## WORK TO COMPLETE:
Write out, word for word, only the lines from the one containing "of the mattress" through the final line of the data.

## STORED DATA:

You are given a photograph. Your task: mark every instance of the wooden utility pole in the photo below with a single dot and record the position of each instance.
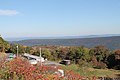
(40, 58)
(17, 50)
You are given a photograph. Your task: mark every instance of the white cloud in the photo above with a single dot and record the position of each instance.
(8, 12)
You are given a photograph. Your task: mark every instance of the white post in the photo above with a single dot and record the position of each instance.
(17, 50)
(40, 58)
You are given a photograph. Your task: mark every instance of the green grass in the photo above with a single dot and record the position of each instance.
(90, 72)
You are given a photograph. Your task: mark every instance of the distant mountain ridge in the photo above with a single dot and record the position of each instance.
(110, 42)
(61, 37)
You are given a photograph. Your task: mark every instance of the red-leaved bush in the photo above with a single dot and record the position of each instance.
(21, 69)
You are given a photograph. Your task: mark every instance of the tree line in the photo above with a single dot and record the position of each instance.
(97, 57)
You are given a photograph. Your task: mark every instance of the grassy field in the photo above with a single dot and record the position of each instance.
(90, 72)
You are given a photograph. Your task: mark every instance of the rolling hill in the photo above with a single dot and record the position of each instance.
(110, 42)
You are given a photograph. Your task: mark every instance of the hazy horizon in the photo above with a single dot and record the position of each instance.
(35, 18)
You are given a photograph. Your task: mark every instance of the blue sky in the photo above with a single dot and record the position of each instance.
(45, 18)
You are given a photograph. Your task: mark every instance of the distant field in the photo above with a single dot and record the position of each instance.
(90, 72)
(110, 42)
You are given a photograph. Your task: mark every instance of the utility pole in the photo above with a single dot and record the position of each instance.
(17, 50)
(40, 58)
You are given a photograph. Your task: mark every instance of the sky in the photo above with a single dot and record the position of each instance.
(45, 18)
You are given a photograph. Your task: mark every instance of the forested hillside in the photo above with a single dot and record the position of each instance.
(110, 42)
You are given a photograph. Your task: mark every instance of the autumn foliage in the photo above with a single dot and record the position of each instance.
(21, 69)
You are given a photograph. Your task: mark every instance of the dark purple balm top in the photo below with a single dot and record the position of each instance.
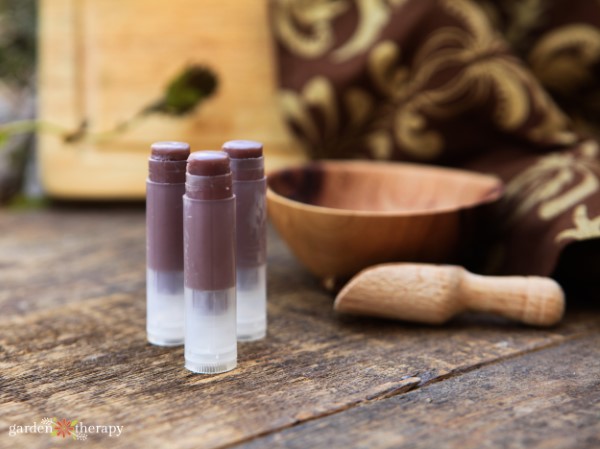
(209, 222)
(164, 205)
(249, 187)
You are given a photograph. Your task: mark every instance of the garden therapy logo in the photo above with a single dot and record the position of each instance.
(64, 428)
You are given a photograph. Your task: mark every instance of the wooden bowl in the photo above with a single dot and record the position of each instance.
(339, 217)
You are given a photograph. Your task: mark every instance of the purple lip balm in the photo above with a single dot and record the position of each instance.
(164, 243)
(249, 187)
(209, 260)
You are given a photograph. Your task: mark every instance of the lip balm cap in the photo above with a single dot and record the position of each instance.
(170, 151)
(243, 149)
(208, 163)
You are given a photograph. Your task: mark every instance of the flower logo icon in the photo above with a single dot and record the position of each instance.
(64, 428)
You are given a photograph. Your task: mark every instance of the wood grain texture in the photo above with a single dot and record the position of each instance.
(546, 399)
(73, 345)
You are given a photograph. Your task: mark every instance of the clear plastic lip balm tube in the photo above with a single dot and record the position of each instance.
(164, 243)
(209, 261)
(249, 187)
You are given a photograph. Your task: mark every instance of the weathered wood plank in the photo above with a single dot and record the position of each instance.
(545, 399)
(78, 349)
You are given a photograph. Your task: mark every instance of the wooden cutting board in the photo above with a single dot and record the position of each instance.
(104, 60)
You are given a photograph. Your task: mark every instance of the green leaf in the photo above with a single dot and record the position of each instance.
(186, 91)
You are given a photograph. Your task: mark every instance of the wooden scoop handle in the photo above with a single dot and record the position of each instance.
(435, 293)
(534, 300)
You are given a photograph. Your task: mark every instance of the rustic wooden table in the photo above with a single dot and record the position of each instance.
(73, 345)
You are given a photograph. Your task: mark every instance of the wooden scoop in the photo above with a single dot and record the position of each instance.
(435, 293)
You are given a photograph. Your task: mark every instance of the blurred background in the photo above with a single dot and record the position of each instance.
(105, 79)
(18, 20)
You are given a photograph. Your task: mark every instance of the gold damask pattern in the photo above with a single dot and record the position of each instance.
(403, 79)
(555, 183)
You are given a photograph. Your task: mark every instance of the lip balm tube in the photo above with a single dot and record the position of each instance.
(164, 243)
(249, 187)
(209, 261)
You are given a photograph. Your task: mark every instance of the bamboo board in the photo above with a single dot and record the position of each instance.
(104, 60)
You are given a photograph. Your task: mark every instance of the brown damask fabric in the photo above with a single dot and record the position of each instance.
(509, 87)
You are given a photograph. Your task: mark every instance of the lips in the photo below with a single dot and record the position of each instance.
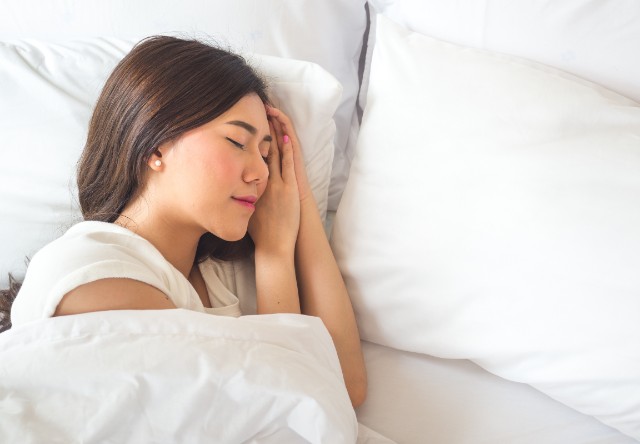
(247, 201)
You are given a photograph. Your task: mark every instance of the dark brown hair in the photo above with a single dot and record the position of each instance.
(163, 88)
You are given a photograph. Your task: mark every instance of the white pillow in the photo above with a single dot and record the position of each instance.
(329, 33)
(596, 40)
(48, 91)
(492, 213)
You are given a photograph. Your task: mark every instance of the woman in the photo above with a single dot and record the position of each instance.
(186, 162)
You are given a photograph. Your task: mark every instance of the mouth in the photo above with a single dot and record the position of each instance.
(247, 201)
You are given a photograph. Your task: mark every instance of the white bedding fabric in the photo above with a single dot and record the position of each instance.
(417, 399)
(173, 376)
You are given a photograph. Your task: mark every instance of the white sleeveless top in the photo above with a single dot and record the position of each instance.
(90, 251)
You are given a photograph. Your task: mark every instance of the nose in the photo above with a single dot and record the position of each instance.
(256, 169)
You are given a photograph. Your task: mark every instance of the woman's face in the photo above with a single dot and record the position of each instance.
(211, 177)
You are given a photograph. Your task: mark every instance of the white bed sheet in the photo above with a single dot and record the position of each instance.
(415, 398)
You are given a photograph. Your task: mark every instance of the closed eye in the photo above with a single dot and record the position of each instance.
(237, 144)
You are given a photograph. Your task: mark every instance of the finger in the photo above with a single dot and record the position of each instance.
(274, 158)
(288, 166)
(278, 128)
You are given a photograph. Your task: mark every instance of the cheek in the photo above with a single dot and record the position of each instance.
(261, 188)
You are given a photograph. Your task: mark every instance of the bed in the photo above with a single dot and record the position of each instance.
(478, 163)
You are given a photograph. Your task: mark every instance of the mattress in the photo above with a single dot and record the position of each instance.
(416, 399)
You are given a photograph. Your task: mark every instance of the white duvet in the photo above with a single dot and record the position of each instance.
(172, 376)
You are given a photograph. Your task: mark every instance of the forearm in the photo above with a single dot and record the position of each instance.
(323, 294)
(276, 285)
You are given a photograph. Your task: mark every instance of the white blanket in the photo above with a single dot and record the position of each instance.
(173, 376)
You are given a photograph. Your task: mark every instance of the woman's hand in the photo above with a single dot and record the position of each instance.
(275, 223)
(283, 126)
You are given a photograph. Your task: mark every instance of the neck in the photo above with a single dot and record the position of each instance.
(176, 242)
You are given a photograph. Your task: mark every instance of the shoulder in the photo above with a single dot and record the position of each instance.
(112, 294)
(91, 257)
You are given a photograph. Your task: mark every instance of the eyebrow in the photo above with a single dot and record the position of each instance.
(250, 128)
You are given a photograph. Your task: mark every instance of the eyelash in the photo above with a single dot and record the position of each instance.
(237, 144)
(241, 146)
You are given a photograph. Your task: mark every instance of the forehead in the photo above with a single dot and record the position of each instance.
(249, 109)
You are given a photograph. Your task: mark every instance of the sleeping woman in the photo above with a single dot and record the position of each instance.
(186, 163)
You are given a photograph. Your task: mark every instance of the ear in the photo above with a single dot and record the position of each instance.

## FULL SOLUTION:
You are given a photograph. Your task: mark every instance of the mattress in the photo above with a single dot and record the position of each instance.
(416, 399)
You are given a photograph. Your task: mark every instance of the white duvet in the photo above with a single dot and record the position of each instance.
(172, 376)
You are given a photograph. Your task: mark every instance of the forearm in the photo above with a single dot and record the position of each instance.
(323, 294)
(276, 285)
You are given a photograph. Your task: mark every instance of the white blanket in the photo above with a single dot and record the position of each instance.
(173, 376)
You are given a photograph. Your task: mark every instance of the woman's hand in the photo above with a single dot and record the position of each instance.
(275, 223)
(283, 126)
You are given a photograph. Your task: mark every instance of the neck in the photo above with a single dot and record the position of each instance.
(176, 242)
You are given a photograph. Your task: mark every instance of the shoulder in the photo above with a single dot and record the position of each instance.
(112, 294)
(91, 257)
You are given a photograph. Your task: mark every instance of the eyebrow in the photo above with a single dot and record the position of each instance.
(250, 128)
You are given a photograph. Your task: mark every instance of the eyelash in the photo above with a single dot and record the position of each instance.
(237, 144)
(241, 146)
You are given a photograph. Your task: mark every instance of the forehead in the photo above with a single dot and record the position of each instance.
(249, 109)
You are given a photograph. Your task: mark every instance of the sleeping woman in the photo above with a single dot and record the position of each instance.
(186, 163)
You are given a photograph. Your task: mark every instance of the ear in the photo above with a single dot and record the position of each instance.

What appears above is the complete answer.